Prompt: Your task is to output the entries below word for word.

Outline records:
----------

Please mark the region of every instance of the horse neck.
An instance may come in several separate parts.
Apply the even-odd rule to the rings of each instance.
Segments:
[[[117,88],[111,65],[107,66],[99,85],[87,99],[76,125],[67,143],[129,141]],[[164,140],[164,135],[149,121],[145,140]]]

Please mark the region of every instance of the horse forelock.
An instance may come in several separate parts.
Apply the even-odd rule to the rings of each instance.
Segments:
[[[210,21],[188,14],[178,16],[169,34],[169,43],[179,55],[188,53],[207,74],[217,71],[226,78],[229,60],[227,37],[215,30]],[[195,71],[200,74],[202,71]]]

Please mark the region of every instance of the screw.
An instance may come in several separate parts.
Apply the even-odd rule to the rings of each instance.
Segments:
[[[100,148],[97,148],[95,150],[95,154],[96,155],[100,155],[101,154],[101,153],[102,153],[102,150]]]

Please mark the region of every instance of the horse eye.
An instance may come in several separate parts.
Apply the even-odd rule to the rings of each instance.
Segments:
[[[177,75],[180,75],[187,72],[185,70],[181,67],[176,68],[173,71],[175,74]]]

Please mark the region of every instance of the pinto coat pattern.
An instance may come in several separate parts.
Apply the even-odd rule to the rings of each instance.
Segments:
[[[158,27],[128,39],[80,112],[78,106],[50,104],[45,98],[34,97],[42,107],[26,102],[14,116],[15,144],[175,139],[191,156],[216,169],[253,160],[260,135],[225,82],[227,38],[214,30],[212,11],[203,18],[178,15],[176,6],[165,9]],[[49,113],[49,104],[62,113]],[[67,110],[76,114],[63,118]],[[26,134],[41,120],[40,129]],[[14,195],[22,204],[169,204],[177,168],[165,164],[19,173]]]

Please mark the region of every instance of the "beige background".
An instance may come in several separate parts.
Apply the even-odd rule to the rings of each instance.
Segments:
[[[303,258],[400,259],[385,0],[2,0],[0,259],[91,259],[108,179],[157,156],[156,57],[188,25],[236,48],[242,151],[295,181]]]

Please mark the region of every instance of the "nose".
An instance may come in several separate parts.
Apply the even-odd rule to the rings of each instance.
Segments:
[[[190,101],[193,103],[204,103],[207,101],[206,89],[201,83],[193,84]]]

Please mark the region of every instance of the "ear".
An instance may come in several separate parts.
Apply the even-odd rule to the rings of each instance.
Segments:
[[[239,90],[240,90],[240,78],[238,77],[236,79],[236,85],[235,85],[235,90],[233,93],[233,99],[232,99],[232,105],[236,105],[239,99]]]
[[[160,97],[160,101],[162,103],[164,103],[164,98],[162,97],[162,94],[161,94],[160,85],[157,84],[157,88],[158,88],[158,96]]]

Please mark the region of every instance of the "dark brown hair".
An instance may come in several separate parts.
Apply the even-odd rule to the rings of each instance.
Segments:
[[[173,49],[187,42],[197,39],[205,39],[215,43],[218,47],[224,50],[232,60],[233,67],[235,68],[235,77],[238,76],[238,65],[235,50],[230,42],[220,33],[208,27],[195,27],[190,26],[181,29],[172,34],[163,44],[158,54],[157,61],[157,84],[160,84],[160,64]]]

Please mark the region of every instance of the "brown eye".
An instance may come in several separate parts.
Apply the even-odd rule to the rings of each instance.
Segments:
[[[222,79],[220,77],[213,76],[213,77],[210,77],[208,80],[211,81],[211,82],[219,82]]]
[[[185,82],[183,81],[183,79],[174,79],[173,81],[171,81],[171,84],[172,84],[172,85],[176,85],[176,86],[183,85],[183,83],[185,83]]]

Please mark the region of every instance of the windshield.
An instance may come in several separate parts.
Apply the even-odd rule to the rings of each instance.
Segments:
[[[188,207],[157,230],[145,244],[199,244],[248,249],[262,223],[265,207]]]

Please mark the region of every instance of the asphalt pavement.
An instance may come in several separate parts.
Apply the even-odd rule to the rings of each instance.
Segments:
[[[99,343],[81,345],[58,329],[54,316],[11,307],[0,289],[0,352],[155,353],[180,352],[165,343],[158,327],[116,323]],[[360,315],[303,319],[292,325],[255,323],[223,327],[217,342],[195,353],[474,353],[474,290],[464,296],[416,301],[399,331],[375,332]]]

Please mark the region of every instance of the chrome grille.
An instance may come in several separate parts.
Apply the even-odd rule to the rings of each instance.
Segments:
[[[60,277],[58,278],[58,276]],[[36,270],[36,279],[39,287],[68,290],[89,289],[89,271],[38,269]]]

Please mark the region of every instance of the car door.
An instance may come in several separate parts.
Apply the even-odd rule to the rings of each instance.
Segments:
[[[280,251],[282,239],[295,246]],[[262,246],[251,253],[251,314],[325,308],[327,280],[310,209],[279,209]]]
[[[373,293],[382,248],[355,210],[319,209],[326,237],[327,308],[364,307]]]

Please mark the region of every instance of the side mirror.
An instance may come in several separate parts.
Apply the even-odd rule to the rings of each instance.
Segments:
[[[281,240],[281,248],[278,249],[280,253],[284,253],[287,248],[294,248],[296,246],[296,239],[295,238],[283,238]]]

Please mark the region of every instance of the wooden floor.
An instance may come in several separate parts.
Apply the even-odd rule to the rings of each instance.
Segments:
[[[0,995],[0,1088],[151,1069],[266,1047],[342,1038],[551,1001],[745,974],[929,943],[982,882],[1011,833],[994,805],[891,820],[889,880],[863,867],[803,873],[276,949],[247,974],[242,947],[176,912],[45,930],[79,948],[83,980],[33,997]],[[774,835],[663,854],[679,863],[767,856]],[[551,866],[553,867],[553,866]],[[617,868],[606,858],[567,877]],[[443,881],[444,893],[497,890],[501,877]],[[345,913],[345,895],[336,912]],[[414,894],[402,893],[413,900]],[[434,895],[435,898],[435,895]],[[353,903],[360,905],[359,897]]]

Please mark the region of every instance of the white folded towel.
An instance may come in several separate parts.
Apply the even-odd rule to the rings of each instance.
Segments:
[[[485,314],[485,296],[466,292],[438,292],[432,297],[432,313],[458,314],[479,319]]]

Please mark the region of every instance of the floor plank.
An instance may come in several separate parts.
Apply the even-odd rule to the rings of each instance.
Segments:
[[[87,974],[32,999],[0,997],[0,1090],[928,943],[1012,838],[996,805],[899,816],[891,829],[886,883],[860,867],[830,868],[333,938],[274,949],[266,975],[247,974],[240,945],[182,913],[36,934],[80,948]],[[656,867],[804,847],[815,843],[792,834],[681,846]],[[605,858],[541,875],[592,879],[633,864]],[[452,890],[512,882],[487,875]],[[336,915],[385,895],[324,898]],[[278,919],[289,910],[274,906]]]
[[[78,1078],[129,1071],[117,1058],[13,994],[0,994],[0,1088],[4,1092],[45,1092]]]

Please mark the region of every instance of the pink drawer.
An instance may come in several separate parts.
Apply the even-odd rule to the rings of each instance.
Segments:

----------

Expected answer:
Please mark the region of every instance of the horse neck.
An instance may come in several separate parts.
Apply the even-odd rule to the rings of each instance.
Segments:
[[[117,88],[111,65],[107,66],[99,85],[87,99],[76,125],[67,143],[129,141]],[[164,140],[164,135],[149,121],[145,140]]]

Please mark the region of every instance of the horse forelock.
An instance may come in several separate parts.
Apply the even-odd rule to the rings of each instance.
Segments:
[[[210,21],[188,14],[178,16],[169,34],[169,43],[179,55],[188,53],[207,74],[217,71],[226,78],[229,60],[227,37],[215,30]],[[195,71],[200,74],[202,71]]]

Please mark the region of every instance of the screw.
An instance may come in several separate parts.
Apply the even-odd rule to the rings of each instance.
Segments:
[[[100,148],[97,148],[95,150],[95,154],[96,155],[100,155],[101,154],[101,153],[102,153],[102,150]]]

Please mark the region of every instance of the horse eye.
An instance may come in several separate parts.
Apply the even-odd rule to the rings of each instance.
Segments:
[[[177,75],[180,75],[187,72],[185,70],[181,67],[176,68],[173,71],[175,74]]]

Please mark the region of every instance of the pinto coat pattern.
An instance may come in several separate parts.
Apply the even-odd rule to the rings of each instance.
Segments:
[[[158,27],[128,39],[80,112],[78,106],[50,104],[45,98],[34,97],[42,107],[26,102],[14,116],[15,144],[175,139],[191,156],[216,169],[253,160],[260,135],[225,82],[227,38],[214,30],[212,11],[203,18],[178,15],[176,6],[165,9]],[[49,113],[49,104],[62,113]],[[67,110],[76,114],[63,118]],[[26,134],[41,120],[40,129]],[[14,195],[22,204],[169,204],[177,168],[165,164],[19,173]]]

Please mark the region of every instance of the "beige background".
An instance may come in several separate parts.
Apply the even-odd rule to the rings of each instance.
Segments:
[[[303,258],[400,259],[385,0],[2,0],[0,259],[91,259],[108,179],[157,156],[156,57],[188,25],[236,48],[242,151],[295,181]]]

Please mark the region of every instance of the "nose".
An instance may come in several separate parts.
Apply the even-odd rule to the rings of each instance.
Segments:
[[[190,101],[193,103],[204,103],[207,101],[206,89],[201,83],[193,84]]]

Please mark the region of every instance of the "ear".
An instance may come in several separate parts.
Apply the even-odd rule to the rings of each instance.
Segments:
[[[239,90],[240,90],[240,78],[238,77],[236,79],[236,85],[235,85],[235,90],[233,93],[233,99],[232,99],[232,105],[236,105],[239,99]]]
[[[160,97],[160,101],[162,103],[164,103],[164,98],[162,97],[162,94],[161,94],[160,85],[157,84],[157,88],[158,88],[158,96]]]

Please mark the region of every instance of the "dark brown hair".
An instance may come in several separate parts.
Apply the even-odd rule to the rings of each instance.
Segments:
[[[173,49],[187,42],[197,39],[205,39],[215,43],[218,47],[224,50],[232,60],[233,67],[235,68],[235,77],[238,76],[238,65],[235,50],[230,42],[220,33],[208,27],[195,27],[190,26],[181,29],[172,34],[163,44],[158,54],[157,61],[157,84],[160,84],[160,64]]]

Please mark the region of every instance of the "brown eye".
An instance may come in several separate parts.
Apply the even-odd rule to the rings of each instance.
Segments:
[[[222,79],[220,77],[213,76],[213,77],[210,77],[208,80],[211,81],[211,82],[219,82]]]
[[[185,82],[183,81],[183,79],[174,79],[173,81],[171,81],[171,84],[172,84],[172,85],[176,85],[176,86],[183,85],[183,83],[185,83]]]

Please mark the region of every instance of the windshield.
An instance may come in several separate parts.
Apply the even-odd rule to the rings of each instance.
Segments:
[[[188,207],[157,230],[145,244],[199,244],[248,249],[262,223],[265,207]]]

Please mark the region of every instance of the asphalt pavement.
An instance may come in several separate parts.
Apply the even-odd rule to the rings of each instance.
Segments:
[[[99,343],[81,345],[58,329],[54,316],[11,307],[0,289],[0,352],[155,353],[180,352],[165,343],[158,327],[116,323]],[[360,315],[303,319],[292,325],[255,323],[223,327],[217,342],[195,353],[474,353],[474,290],[464,296],[416,301],[399,331],[375,332]]]

Please mark the region of every instance of the chrome grille.
An instance may come in several separate parts.
Apply the even-odd rule to the rings of each instance.
Segments:
[[[60,277],[58,278],[58,276]],[[36,270],[36,279],[39,287],[68,290],[89,289],[89,271],[38,269]]]

Please mark the region of every instance of the car door.
An instance may come in several separate parts.
Apply the even-odd rule to the rings of each instance.
Segments:
[[[280,251],[282,239],[295,246]],[[262,246],[251,253],[251,314],[325,308],[327,280],[310,209],[279,209]]]
[[[373,293],[382,248],[355,210],[319,209],[326,237],[327,308],[364,307]]]

Please mark the region of every instance of the side mirror.
An instance may come in several separate parts.
Apply the even-odd rule to the rings of each instance.
Segments:
[[[281,240],[281,248],[278,249],[280,253],[284,253],[287,248],[294,248],[296,246],[296,239],[295,238],[283,238]]]

Please mark the region of every instance of the wooden floor.
An instance may come in several separate parts.
Apply the even-odd rule to the rings of each instance.
Segments:
[[[0,995],[0,1088],[151,1069],[266,1047],[342,1038],[551,1001],[745,974],[929,943],[982,882],[1011,833],[994,805],[891,820],[889,880],[863,867],[803,873],[276,949],[247,974],[242,947],[176,912],[45,930],[79,948],[83,980],[33,997]],[[774,835],[663,854],[679,863],[767,856]],[[551,866],[553,867],[553,866]],[[617,868],[606,858],[567,877]],[[443,881],[444,893],[497,890],[501,877]],[[345,913],[345,895],[336,912]],[[414,894],[402,893],[413,900]],[[434,895],[435,898],[435,895]],[[353,903],[360,905],[359,897]]]

Please mark the region of every instance of the white folded towel.
An instance may come in several separate parts.
Apply the even-odd rule to the rings of each instance.
Segments:
[[[485,314],[485,296],[466,292],[438,292],[432,297],[432,313],[458,314],[479,319]]]

Please mark the region of every instance of the floor plank.
An instance may come in several separate parts.
Apply the even-odd rule to the rings of each instance.
Segments:
[[[87,974],[32,999],[0,997],[0,1090],[928,943],[1012,838],[996,805],[899,816],[891,829],[886,883],[860,867],[830,868],[333,938],[274,949],[266,975],[247,974],[240,945],[182,913],[36,934],[80,948]],[[656,867],[804,847],[815,843],[792,834],[681,846]],[[605,858],[541,875],[592,879],[633,864]],[[452,890],[512,882],[487,875]],[[336,915],[385,895],[324,898]],[[278,919],[289,910],[274,906]]]
[[[78,1078],[129,1071],[117,1058],[13,994],[0,994],[0,1088],[4,1092],[45,1092]]]

Please mark the region of every instance of the pink drawer.
An instance may come in several separate parts.
Apply the even-odd rule to the rings of each instance.
Segments:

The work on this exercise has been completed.